:: Texto de lectura ::

Sabemos ya perfectamente que la crisis que vivimos no es solamente una crisis financiera, aunque se haya llevado por delante a una buena parte del sistema bancario mundial, que ahora se encuentra prácticamente en quiebra.
También, y aunque lo quieran negar quienes se aferran ciegamente al liberalismo doctrinario, ha fallado un sistema de regulación permisivo con los poderosos, concebido para que éstos puedan hacer y deshacer libremente con sus capitales y basado, o simplemente justificado retóricamente, en la quimera de los mercados autorregulables capaces de asumir y resolver sin mayores disturbios cualquier dosis de riesgo por grande que sea en aras de aumentar el beneficio. Aunque no será fácil que los reguladores pongan límites a la ingeniería financiera desorbitada y cuasi fraudulenta, al apalancamiento artificialmente desbocado y a la libertad absoluta de la que disfrutan los capitales y sus propietarios, también se tendrá que establecer antes o después una regulación más represiva en el mundo financiero.
Ha fallado también la articulación sistémica del propio capitalismo que se ha mostrado incapaz de proporcionarse a sí mismo los resortes de seguridad que puedan impedir que los disturbios en un segmento de la vida económica, como ahora en lo financiero, afecten fatalmente al conjunto provocando, como está sucediendo, su parálisis casi completa. Eso obligará a disponer en el futuro de una supervisión más rigurosa y de mecanismos de intervención anticipada que traten de evitar el peligro de inestabilidad que, en todo caso, nunca van a desaparecer en un sistema intrínsecamente desigual y que necesita generar constantemente asimetrías para alimentar al capital que le sirve de base y fundamento.

:::
:: Material proporcionado ::

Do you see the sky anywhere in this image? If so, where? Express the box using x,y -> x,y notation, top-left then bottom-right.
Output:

:::

● **Ejercicio 1**:
Según el texto sobre la crisis, ¿cómo se encuentra ahora una buena parte del sistema bancario mundial?
● **Ejercicio 2**:
Reproduce palabra por palabra lo que dice el texto sobre la crisis desde "Ha fallado también" hasta "base y fundamento.".

● **Solución 1**:
Prácticamente en quiebra.

● **Solución 2**:
Ha fallado también la articulación sistémica del propio capitalismo que se ha mostrado incapaz de proporcionarse a sí mismo los resortes de seguridad que puedan impedir que los disturbios en un segmento de la vida económica, como ahora en lo financiero, afecten fatalmente al conjunto provocando, como está sucediendo, su parálisis casi completa. Eso obligará a disponer en el futuro de una supervisión más rigurosa y de mecanismos de intervención anticipada que traten de evitar el peligro de inestabilidad que, en todo caso, nunca van a desaparecer en un sistema intrínsecamente desigual y que necesita generar constantemente asimetrías para alimentar al capital que le sirve de base y fundamento.